:: Request ::
Can you reproduce the material below character for character, changing nothing?
--- Records provided ---
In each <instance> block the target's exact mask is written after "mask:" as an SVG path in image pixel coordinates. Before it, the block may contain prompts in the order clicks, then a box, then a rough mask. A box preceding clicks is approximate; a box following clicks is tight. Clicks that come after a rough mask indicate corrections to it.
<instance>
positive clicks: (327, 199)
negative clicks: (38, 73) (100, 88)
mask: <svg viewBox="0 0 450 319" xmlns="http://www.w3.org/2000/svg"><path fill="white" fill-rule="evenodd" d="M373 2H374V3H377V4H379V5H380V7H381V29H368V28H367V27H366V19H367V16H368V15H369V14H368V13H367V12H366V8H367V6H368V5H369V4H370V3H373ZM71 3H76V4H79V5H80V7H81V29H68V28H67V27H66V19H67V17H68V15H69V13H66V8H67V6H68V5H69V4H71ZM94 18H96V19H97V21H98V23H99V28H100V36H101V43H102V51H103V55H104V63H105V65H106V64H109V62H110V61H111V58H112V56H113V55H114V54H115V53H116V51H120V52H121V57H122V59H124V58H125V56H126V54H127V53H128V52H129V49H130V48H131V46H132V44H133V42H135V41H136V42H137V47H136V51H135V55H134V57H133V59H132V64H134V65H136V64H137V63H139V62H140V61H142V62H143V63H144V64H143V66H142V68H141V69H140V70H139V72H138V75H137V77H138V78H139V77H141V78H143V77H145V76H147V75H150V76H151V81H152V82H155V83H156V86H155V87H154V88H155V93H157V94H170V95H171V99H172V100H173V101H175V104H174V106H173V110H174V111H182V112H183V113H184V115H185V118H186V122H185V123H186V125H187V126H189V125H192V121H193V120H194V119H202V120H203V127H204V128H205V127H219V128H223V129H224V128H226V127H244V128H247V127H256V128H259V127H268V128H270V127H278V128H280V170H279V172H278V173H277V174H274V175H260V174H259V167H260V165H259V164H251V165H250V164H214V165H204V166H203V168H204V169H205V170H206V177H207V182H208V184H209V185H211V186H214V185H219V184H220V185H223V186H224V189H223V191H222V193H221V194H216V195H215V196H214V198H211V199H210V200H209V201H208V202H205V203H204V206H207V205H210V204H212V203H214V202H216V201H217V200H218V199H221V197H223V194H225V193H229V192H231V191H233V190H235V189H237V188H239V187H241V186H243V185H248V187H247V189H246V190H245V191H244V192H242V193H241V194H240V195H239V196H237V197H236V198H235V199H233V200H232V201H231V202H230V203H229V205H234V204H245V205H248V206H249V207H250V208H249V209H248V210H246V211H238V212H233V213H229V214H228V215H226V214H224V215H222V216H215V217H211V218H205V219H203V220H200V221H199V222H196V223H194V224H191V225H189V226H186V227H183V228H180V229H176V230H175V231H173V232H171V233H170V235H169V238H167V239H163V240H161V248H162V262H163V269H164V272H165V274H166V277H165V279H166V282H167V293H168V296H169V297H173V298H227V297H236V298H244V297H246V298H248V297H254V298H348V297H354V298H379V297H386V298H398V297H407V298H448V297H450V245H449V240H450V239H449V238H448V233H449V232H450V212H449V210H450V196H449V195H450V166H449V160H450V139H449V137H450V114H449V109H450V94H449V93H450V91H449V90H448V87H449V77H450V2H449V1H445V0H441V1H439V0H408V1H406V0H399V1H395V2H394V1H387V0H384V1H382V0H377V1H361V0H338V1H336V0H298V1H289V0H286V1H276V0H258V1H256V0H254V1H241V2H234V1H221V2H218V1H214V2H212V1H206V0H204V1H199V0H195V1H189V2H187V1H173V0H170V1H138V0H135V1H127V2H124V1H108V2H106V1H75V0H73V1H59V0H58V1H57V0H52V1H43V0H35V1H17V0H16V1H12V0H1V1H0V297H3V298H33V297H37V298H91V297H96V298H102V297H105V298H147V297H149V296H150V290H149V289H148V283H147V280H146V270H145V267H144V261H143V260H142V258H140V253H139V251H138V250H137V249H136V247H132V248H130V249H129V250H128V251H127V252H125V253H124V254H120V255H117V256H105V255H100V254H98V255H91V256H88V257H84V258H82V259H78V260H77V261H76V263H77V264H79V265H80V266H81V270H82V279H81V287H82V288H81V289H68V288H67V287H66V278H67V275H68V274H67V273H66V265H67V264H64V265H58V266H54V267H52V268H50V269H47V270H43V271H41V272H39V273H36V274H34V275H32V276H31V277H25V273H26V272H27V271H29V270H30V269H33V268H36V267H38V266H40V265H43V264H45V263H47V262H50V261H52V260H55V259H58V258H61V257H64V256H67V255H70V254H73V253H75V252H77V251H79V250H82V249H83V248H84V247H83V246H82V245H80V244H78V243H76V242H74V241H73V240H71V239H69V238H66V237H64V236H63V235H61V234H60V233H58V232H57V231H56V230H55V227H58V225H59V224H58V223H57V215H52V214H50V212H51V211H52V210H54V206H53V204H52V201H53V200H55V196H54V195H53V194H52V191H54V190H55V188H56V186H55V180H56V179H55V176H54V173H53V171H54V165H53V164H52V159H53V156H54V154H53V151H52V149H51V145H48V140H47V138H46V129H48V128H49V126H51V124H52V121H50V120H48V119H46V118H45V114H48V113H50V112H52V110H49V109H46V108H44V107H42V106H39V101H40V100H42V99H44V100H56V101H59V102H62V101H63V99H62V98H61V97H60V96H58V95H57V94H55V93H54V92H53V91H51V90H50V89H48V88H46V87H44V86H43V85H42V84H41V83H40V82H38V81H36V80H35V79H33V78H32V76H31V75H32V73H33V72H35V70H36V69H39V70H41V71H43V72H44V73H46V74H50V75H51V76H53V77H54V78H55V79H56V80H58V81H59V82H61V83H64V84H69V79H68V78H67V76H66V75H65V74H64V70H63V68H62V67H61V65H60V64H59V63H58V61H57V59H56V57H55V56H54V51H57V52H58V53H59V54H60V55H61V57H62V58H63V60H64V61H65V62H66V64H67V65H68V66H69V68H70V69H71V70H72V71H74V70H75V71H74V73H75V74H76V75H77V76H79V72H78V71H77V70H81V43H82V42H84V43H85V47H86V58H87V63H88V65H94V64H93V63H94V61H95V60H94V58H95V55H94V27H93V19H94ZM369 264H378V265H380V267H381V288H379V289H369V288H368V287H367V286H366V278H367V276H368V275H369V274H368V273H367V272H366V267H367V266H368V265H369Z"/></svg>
---
:: Written solution ::
In each <instance> block the target's exact mask is written after "mask:" as an SVG path in image pixel coordinates. Before it, the block may contain prompts in the order clicks, then a box, then a rough mask. A box preceding clicks is approximate; a box following clicks is tight. Clicks that come after a rough mask indicate corrections to it.
<instance>
positive clicks: (327, 199)
negative clicks: (38, 73) (100, 88)
mask: <svg viewBox="0 0 450 319" xmlns="http://www.w3.org/2000/svg"><path fill="white" fill-rule="evenodd" d="M373 2H374V3H377V4H379V5H380V7H381V29H368V28H367V27H366V19H367V16H368V15H369V14H368V13H367V12H366V8H367V6H368V5H369V4H370V3H373ZM71 3H76V4H79V5H80V7H81V29H68V28H67V27H66V19H67V17H68V15H69V13H66V8H67V6H68V5H69V4H71ZM94 18H96V19H97V21H98V23H99V28H100V36H101V43H102V51H103V55H104V63H105V65H106V64H109V62H110V61H111V58H112V56H113V55H114V54H115V53H116V51H120V52H121V57H122V59H124V58H125V56H126V54H127V53H128V52H129V49H130V48H131V46H132V44H133V42H135V41H136V42H137V47H136V51H135V55H134V57H133V59H132V64H134V65H136V64H137V63H139V62H140V61H142V62H143V63H144V64H143V66H142V68H141V69H140V70H139V72H138V75H137V77H138V78H139V77H141V78H143V77H145V76H147V75H150V76H151V81H152V82H155V83H156V86H155V87H154V88H155V93H157V94H170V95H171V99H172V100H173V101H175V104H174V106H173V110H174V111H182V112H183V113H184V115H185V118H186V122H185V123H186V125H187V126H189V125H192V121H193V120H194V119H202V120H203V127H204V128H205V127H219V128H223V129H224V128H226V127H244V128H247V127H256V128H259V127H268V128H270V127H278V128H280V170H279V172H278V173H277V174H274V175H260V174H259V167H260V165H259V164H251V165H250V164H214V165H204V166H203V168H204V169H205V170H206V177H207V182H208V184H209V185H211V186H214V185H219V184H220V185H223V186H224V189H223V191H222V193H221V194H216V195H215V196H214V198H211V199H210V200H209V201H208V202H205V203H204V206H207V205H210V204H212V203H214V202H216V201H217V200H218V199H221V197H223V194H225V193H229V192H231V191H233V190H235V189H237V188H239V187H241V186H243V185H248V187H247V189H246V190H245V191H244V192H242V193H241V194H240V195H239V196H237V197H236V198H235V199H233V200H232V201H231V202H230V203H229V205H234V204H245V205H248V206H249V207H250V208H249V209H248V210H246V211H238V212H233V213H229V214H228V215H226V214H224V215H222V216H215V217H211V218H205V219H203V220H200V221H199V222H196V223H194V224H191V225H189V226H186V227H183V228H180V229H176V230H175V231H173V232H171V233H170V235H169V238H167V239H163V240H161V248H162V262H163V269H164V272H165V274H166V277H165V279H166V282H167V293H168V296H169V297H173V298H227V297H236V298H244V297H246V298H248V297H254V298H348V297H354V298H379V297H386V298H398V297H407V298H448V297H450V245H449V240H450V239H449V238H448V233H449V232H450V212H449V210H450V196H449V195H450V166H449V160H450V139H449V137H450V114H449V109H450V94H449V93H450V91H449V90H448V87H449V77H450V2H449V1H445V0H441V1H439V0H408V1H406V0H399V1H395V2H394V1H387V0H384V1H382V0H377V1H361V0H338V1H336V0H298V1H289V0H286V1H276V0H258V1H256V0H254V1H241V2H234V1H221V2H218V1H214V2H212V1H206V0H204V1H199V0H195V1H189V2H187V1H173V0H170V1H138V0H135V1H127V2H124V1H108V2H106V1H75V0H73V1H59V0H58V1H57V0H52V1H43V0H35V1H17V0H16V1H12V0H1V1H0V297H3V298H33V297H37V298H91V297H96V298H102V297H105V298H147V297H149V296H150V290H149V289H148V283H147V280H146V270H145V267H144V261H143V260H142V258H140V253H139V251H138V250H137V249H136V247H132V248H130V249H129V250H128V251H127V252H125V253H124V254H120V255H117V256H105V255H100V254H98V255H91V256H88V257H84V258H82V259H78V260H77V261H76V263H77V264H79V265H80V266H81V270H82V279H81V287H82V288H81V289H68V288H67V287H66V278H67V275H68V274H67V273H66V265H67V264H64V265H58V266H54V267H52V268H50V269H47V270H43V271H41V272H39V273H36V274H34V275H32V276H31V277H25V273H26V272H27V271H29V270H30V269H33V268H36V267H38V266H40V265H43V264H45V263H47V262H50V261H52V260H55V259H58V258H61V257H64V256H67V255H70V254H73V253H75V252H77V251H79V250H82V249H83V248H84V247H83V246H82V245H80V244H78V243H76V242H74V241H73V240H71V239H69V238H66V237H64V236H63V235H61V234H60V233H58V232H57V231H56V230H55V227H58V225H59V224H58V223H57V215H52V214H50V212H51V211H52V210H54V206H53V204H52V201H53V200H55V196H54V195H53V194H52V191H54V190H55V188H56V186H55V180H56V179H55V176H54V173H53V171H54V165H53V164H52V159H53V156H54V154H53V151H52V149H51V145H48V140H47V138H46V129H48V128H49V126H51V124H52V121H50V120H48V119H46V118H45V114H48V113H50V112H52V110H49V109H46V108H44V107H42V106H39V101H40V100H42V99H44V100H56V101H59V102H62V101H63V99H62V98H61V97H60V96H58V95H57V94H55V93H54V92H53V91H51V90H50V89H48V88H46V87H44V86H43V85H42V84H41V83H40V82H38V81H36V80H35V79H33V78H32V76H31V75H32V73H33V72H35V70H36V69H39V70H41V71H43V72H44V73H46V74H50V75H51V76H53V77H54V78H55V79H56V80H58V81H59V82H61V83H64V84H69V79H68V78H67V76H66V75H65V74H64V70H63V68H62V67H61V65H60V64H59V63H58V61H57V59H56V57H55V56H54V51H57V52H58V53H59V54H60V55H61V57H62V58H63V60H64V61H65V62H66V64H67V65H68V66H69V68H70V69H71V70H72V71H74V70H75V71H74V73H75V74H76V75H77V76H79V72H78V71H77V70H81V43H82V42H84V43H85V47H86V58H87V63H88V65H94V64H93V63H94V61H95V60H94V58H95V55H94V27H93V19H94ZM369 264H378V265H380V267H381V288H379V289H369V288H368V287H367V286H366V278H367V276H368V275H369V274H368V273H367V272H366V267H367V266H368V265H369Z"/></svg>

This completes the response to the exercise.